━━ Document excerpt ━━

Prominent Persons: people such as Elon Musk and his influence on energy policy and the transition to electric cars or Bill Gates and his influence on global health policy.
Religious Groups: decentralised religions such as Islam or Protestant Christianity and unitary institutions such as the Catholic Church all hold huge sway over multiple populations globally and are key influencers in policy debates, especially regarding social matters.
Terrorist Groups / Freedom Fighters: Violent groups with political aims such as Al-Qaeda, ISIS or other fights for independence such as the US War of Independence.
Non-Violent Movements for Independence: such as Catalonia, or Scottish Independence.
The list is not exhaustive and is subject to debate. For example, how can a central bank or an IGO be a non-state actor? Well, the former is part of a state (not a state itself) and the latter is comprised of many states and, thus, again is not a state in of itself. The literature is full of such detailed idiosyncrasies that we are best to avoid in order to see the bigger picture.
All The Players On One Stage
In order to try to get the big picture it is crucial to factor in all the actors and how they play on the stage. The interaction between governments and corporations, between social movements and social media and all the other possibilities all combine to move the world politically, culturally and financially.
Think of it as a butterfly effect. How did the war in Syria contribute to Brexit? One could show, with reasonable logic that the images of Syrian refugees arriving in Germany were used by anti-immigration campaigners and their sympathisers in the UK Press to show that the UK needed a stronger immigration policy and that this was not possible within the EU. Whether that indeed was correct is not the point.
And how did the Syrian war start? It was perhaps influenced by the so-called Arab Spring where social media played such a pivotal role.
Understanding all the actors on the stage and their motives helps create a better picture. It helps us understand consequences that may not be so clear at first glance. After Brexit the pound collapsed, and gold thus performed very well. Gold and politics are inextricably linked. This will be discussed in a different lesson in the academy.
Everything is connected.
Or, to put it in a more human form:
“Our lives are not our own. We are bound to others, past and present, and by each crime and every kindness, we birth our future.”

━━━
━━ Data supplied ━━

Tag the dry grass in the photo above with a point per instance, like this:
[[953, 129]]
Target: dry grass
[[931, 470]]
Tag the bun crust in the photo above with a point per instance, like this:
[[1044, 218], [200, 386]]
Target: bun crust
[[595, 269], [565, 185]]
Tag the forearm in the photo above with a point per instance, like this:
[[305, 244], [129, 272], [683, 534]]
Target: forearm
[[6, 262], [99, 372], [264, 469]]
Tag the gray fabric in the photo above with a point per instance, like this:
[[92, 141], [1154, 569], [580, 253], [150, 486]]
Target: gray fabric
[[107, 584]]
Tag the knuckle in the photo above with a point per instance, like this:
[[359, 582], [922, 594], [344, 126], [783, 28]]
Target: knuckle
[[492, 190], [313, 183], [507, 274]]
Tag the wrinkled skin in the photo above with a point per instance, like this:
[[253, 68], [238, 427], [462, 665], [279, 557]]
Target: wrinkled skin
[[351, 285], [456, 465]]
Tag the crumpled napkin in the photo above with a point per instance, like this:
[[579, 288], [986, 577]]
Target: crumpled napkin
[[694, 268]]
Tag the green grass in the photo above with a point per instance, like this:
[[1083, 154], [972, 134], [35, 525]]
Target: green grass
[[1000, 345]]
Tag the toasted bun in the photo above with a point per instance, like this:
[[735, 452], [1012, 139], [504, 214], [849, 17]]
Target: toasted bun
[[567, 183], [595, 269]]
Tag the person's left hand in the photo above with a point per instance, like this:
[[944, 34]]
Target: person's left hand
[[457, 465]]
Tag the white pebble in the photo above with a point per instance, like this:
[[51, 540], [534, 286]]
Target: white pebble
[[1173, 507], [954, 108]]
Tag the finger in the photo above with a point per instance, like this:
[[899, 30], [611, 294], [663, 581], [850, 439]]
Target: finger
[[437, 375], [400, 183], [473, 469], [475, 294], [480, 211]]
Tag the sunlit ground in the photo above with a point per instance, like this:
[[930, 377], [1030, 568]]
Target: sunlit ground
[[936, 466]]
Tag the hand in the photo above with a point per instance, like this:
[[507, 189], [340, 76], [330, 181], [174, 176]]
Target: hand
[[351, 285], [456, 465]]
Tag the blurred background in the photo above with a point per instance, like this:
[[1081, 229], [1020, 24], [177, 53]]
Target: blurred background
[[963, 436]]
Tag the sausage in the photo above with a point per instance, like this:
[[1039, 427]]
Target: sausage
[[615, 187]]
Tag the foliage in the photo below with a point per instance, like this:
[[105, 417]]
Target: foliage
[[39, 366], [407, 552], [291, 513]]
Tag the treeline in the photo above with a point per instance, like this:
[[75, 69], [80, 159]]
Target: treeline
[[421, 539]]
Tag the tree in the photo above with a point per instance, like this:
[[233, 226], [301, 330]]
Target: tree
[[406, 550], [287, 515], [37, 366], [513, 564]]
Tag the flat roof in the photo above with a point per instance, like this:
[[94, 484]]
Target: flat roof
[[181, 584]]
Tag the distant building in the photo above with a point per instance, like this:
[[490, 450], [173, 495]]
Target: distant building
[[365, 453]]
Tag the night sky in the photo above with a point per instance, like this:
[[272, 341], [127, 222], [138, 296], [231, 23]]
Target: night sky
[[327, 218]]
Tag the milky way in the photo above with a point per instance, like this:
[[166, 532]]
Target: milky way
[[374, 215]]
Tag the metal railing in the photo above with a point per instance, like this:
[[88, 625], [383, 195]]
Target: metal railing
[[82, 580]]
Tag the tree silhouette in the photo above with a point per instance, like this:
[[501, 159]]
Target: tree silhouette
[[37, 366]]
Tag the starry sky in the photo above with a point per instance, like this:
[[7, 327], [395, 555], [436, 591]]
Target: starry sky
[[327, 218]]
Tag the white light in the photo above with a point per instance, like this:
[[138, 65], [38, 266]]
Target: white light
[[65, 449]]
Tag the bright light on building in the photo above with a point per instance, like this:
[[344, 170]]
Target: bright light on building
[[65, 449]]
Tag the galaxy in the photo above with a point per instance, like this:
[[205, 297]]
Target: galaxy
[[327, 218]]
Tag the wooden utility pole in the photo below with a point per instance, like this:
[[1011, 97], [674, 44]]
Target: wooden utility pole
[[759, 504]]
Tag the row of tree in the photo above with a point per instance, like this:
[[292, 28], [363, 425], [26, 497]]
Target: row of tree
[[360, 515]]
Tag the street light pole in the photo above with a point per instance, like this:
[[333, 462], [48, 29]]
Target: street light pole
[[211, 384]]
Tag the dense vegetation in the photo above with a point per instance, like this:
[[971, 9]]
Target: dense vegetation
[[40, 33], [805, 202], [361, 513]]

━━━

--- Written exercise ---
Set down the passage from the text on non-state actors that starts at "The list is" and ends at "culturally and financially.", copying it word for word.

--- Result for this task ---
The list is not exhaustive and is subject to debate. For example, how can a central bank or an IGO be a non-state actor? Well, the former is part of a state (not a state itself) and the latter is comprised of many states and, thus, again is not a state in of itself. The literature is full of such detailed idiosyncrasies that we are best to avoid in order to see the bigger picture.
All The Players On One Stage
In order to try to get the big picture it is crucial to factor in all the actors and how they play on the stage. The interaction between governments and corporations, between social movements and social media and all the other possibilities all combine to move the world politically, culturally and financially.